PROBLEM TO WORK ON:
Locate each row below that contains the word "dress", and copy those rows out in full.

DATASET:
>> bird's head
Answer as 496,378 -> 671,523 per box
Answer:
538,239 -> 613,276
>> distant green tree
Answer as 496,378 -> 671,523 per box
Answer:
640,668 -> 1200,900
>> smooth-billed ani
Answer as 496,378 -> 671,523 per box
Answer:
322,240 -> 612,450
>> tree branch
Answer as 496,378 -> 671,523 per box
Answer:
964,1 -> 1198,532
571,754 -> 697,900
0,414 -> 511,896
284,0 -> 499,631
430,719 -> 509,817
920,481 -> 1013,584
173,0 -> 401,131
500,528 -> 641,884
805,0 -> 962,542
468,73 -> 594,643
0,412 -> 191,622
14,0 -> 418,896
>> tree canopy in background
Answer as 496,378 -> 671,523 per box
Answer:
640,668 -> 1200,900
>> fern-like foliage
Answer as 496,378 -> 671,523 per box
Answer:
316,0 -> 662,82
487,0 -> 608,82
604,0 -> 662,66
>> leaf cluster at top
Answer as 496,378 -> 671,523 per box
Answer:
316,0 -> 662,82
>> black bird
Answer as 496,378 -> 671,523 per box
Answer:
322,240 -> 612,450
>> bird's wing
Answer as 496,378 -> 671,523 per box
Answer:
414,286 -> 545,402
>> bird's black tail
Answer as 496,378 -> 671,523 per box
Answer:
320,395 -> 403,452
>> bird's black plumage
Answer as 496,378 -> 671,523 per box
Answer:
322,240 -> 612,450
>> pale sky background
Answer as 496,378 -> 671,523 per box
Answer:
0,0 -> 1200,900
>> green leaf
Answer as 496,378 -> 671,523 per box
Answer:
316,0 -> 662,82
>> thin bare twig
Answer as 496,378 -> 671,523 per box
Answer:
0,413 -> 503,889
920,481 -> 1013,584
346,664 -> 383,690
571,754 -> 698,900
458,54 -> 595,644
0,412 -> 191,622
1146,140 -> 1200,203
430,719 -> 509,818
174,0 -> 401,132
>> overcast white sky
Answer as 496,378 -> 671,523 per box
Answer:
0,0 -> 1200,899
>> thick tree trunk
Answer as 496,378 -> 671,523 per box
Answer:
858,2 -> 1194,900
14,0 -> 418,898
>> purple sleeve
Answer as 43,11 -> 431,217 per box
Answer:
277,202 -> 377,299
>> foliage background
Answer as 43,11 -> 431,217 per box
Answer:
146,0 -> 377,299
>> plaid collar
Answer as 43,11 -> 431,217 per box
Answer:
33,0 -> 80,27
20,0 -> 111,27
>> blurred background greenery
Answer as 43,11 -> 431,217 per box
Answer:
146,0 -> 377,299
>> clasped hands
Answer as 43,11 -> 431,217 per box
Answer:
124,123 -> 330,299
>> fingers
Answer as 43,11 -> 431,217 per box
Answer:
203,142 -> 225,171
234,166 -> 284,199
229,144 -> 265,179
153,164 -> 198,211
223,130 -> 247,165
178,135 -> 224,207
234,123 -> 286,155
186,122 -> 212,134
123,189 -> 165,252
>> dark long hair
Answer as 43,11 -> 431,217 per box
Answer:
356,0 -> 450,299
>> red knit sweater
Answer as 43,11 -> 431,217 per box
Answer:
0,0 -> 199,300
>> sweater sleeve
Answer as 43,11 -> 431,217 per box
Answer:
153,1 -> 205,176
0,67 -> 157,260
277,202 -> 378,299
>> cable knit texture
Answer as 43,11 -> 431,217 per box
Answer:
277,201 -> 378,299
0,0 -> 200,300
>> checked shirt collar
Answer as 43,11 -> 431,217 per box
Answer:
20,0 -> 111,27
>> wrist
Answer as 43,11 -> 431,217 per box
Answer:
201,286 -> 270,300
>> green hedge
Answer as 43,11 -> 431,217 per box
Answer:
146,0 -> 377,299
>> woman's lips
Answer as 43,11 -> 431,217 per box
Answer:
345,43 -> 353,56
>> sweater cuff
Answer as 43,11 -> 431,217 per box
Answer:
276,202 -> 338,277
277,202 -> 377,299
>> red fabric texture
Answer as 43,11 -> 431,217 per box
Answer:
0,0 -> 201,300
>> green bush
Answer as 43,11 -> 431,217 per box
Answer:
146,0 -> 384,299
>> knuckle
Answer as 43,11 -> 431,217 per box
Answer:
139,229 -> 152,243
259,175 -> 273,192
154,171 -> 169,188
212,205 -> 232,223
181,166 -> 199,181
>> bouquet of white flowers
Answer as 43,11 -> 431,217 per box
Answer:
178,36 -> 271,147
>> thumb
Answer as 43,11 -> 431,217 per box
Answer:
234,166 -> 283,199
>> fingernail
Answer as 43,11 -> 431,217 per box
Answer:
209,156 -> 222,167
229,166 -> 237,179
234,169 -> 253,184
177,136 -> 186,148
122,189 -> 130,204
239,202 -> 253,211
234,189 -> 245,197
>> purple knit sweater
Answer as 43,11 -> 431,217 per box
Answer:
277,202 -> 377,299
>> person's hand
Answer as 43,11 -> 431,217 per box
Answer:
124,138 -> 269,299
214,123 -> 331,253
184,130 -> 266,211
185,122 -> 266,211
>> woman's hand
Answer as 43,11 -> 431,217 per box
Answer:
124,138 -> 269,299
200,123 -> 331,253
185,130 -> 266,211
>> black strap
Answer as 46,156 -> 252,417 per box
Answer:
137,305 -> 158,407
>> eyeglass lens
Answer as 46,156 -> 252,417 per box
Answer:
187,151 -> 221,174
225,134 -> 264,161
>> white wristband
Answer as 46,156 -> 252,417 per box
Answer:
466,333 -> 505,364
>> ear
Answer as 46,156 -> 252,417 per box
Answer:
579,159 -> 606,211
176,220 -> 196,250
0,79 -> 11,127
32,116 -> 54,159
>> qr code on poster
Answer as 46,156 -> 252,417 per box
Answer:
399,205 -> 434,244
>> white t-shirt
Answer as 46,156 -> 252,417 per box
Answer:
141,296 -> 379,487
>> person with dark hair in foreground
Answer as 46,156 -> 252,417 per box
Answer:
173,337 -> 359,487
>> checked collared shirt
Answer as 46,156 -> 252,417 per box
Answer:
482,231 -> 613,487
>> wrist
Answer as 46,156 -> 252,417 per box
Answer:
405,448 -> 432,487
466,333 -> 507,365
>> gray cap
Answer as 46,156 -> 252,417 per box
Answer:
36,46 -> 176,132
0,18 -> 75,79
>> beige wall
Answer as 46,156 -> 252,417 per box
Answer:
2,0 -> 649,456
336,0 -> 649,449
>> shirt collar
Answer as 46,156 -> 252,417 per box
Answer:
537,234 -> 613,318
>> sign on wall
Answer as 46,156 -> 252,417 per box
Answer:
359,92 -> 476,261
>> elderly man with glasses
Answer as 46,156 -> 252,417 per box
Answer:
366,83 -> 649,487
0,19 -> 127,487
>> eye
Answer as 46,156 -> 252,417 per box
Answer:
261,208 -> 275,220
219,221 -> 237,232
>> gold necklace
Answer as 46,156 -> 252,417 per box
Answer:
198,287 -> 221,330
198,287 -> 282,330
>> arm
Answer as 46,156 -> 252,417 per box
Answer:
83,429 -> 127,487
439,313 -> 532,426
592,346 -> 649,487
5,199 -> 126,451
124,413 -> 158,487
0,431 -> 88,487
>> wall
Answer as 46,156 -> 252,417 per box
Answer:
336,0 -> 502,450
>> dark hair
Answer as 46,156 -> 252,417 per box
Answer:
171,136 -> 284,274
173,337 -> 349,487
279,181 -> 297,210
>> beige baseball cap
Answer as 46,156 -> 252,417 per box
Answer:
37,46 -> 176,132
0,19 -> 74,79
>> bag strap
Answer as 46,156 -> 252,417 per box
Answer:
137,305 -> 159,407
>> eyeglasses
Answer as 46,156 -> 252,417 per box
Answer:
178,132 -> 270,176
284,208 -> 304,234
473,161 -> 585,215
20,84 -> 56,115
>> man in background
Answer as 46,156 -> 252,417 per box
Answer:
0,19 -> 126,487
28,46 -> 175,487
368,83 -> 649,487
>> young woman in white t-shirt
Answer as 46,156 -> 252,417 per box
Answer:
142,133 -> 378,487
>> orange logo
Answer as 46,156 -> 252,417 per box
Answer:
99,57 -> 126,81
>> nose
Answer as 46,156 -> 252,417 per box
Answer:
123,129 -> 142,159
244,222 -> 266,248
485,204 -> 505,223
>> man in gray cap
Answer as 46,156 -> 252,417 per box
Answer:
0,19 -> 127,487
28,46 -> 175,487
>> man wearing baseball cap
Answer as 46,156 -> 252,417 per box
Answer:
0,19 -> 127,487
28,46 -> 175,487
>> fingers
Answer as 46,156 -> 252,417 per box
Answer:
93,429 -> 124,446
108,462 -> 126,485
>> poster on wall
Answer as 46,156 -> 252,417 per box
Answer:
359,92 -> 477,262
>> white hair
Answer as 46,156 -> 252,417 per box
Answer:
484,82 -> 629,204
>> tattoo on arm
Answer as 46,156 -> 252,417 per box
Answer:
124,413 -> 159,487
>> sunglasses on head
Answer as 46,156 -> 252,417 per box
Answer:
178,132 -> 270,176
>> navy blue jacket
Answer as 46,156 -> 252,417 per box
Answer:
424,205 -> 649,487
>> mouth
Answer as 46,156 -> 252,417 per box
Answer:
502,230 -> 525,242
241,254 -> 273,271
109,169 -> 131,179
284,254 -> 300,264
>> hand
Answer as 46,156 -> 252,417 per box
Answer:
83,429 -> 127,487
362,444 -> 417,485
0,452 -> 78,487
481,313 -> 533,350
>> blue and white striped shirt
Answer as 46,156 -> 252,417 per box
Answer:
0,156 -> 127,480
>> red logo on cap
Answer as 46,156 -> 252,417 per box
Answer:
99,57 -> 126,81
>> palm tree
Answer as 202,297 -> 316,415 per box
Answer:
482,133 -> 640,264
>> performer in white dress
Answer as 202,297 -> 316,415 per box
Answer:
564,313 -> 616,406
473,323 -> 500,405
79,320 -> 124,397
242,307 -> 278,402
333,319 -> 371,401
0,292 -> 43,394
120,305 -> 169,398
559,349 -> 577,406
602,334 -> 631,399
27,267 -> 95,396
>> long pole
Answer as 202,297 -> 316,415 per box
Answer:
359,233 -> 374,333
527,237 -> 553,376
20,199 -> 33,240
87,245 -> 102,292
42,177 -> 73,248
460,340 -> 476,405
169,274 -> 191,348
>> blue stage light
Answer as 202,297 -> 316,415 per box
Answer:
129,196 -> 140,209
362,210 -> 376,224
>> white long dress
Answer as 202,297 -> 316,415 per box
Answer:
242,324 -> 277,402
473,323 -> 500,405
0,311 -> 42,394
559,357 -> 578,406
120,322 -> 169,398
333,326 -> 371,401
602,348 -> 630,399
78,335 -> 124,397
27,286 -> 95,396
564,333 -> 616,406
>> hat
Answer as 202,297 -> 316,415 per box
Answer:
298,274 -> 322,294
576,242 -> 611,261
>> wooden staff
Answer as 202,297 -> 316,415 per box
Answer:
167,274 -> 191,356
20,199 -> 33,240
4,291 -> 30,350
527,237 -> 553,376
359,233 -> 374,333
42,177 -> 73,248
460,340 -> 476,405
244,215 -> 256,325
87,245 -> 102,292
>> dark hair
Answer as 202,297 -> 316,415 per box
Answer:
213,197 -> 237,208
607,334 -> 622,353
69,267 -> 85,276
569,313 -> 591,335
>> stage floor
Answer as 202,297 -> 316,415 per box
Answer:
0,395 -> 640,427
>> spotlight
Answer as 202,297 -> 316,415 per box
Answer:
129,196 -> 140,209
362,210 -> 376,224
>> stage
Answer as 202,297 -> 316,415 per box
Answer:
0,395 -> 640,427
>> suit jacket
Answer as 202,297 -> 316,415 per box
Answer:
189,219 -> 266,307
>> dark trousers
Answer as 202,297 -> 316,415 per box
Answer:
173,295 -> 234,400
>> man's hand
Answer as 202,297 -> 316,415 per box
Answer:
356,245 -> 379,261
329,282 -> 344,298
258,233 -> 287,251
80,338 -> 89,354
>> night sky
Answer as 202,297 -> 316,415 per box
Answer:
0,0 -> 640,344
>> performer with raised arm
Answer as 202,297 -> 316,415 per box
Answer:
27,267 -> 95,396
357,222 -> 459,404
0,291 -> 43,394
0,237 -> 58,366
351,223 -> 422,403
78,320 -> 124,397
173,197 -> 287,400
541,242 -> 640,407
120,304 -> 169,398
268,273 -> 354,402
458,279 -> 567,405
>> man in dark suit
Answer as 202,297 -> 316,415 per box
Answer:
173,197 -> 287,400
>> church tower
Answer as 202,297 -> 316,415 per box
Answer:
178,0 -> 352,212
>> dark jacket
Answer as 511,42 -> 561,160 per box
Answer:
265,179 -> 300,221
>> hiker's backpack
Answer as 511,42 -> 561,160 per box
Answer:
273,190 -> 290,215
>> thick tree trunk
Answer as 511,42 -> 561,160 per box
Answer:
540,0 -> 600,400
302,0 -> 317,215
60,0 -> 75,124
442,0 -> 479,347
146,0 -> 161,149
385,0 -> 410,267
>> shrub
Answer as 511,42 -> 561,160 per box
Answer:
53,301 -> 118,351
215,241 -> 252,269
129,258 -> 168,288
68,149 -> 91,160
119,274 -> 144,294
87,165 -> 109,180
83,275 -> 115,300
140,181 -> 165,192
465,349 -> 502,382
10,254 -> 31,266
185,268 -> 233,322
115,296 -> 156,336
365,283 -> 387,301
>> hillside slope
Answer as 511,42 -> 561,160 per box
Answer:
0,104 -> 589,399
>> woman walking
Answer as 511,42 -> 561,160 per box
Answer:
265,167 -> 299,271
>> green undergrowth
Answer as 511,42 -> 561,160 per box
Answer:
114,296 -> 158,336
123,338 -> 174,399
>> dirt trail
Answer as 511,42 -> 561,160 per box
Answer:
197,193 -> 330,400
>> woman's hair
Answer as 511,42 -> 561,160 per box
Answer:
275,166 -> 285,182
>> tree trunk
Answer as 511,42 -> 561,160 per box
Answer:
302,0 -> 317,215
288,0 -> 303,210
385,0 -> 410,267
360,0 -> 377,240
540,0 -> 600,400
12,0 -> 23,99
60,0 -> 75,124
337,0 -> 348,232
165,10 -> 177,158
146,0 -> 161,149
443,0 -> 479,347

ANSWER TO THE EXERCISE:
>> performer in white dress
>> white long dress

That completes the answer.